● **What to work on**:
Would you show every line from the records that holds "below"?

[Dataset items]

=-=-=-=-=

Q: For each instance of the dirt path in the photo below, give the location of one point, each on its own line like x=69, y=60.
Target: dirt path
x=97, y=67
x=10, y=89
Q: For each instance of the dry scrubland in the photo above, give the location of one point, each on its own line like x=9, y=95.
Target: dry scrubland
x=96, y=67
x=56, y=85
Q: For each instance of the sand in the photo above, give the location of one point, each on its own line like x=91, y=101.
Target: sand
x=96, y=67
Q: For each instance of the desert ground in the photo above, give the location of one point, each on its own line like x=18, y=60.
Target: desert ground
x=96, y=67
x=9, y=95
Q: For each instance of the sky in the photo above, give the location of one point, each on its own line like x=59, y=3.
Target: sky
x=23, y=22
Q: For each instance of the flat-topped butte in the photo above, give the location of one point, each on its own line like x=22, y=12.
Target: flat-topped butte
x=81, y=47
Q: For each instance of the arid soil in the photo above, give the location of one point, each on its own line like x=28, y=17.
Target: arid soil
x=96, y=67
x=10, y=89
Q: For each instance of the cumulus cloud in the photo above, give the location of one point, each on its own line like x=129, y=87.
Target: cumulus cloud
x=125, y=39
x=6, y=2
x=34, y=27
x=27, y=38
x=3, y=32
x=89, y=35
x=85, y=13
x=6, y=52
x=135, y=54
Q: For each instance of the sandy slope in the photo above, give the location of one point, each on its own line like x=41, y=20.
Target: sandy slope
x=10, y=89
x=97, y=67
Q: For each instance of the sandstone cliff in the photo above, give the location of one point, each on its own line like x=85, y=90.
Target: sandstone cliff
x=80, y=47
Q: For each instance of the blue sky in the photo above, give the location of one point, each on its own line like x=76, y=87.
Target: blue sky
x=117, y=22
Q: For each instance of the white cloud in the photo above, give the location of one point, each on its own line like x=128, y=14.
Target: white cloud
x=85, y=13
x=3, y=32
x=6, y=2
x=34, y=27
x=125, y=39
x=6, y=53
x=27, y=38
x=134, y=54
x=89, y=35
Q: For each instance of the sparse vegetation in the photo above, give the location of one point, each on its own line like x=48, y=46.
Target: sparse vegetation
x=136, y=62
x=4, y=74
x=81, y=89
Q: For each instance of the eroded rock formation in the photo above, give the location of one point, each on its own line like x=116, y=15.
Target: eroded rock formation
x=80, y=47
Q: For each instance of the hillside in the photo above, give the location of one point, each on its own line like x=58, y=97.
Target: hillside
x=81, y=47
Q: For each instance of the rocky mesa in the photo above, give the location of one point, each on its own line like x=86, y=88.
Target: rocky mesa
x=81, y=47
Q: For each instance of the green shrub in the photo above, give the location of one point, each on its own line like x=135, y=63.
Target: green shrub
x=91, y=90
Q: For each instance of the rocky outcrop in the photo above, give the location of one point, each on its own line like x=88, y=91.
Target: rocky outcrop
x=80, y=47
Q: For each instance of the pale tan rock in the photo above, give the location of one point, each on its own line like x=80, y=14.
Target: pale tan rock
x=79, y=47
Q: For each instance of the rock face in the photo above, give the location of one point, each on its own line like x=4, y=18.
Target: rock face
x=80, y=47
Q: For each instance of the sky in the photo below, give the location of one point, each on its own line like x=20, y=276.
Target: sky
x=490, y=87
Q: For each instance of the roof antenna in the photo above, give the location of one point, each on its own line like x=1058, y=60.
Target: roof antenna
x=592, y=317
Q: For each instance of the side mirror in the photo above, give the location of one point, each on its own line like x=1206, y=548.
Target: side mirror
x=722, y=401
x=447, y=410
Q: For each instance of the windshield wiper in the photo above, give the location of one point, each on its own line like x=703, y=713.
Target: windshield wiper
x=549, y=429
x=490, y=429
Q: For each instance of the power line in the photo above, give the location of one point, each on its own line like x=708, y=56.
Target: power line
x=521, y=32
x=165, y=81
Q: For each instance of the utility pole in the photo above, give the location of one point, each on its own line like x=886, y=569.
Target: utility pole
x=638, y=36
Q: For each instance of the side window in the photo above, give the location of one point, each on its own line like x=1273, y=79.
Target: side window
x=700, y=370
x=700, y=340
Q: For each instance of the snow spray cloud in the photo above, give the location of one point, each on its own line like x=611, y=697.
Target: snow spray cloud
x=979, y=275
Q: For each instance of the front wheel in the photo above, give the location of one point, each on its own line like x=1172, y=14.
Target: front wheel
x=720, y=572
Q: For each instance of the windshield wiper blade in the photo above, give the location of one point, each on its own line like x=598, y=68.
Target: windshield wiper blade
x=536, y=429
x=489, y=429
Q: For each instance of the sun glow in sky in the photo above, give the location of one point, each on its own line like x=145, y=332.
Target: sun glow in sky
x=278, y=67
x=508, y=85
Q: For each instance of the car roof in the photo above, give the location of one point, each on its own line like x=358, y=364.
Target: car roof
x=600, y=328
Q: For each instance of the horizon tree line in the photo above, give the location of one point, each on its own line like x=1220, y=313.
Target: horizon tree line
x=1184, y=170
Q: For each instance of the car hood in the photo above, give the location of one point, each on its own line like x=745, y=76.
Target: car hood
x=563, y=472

=-=-=-=-=

● **Response box**:
Q: For each instance of the dirt path in the photo below, give the location of one point, each on its own line like x=69, y=60.
Q: For each instance of the sky in the photo below, give the location of one point, each on its own line like x=20, y=276.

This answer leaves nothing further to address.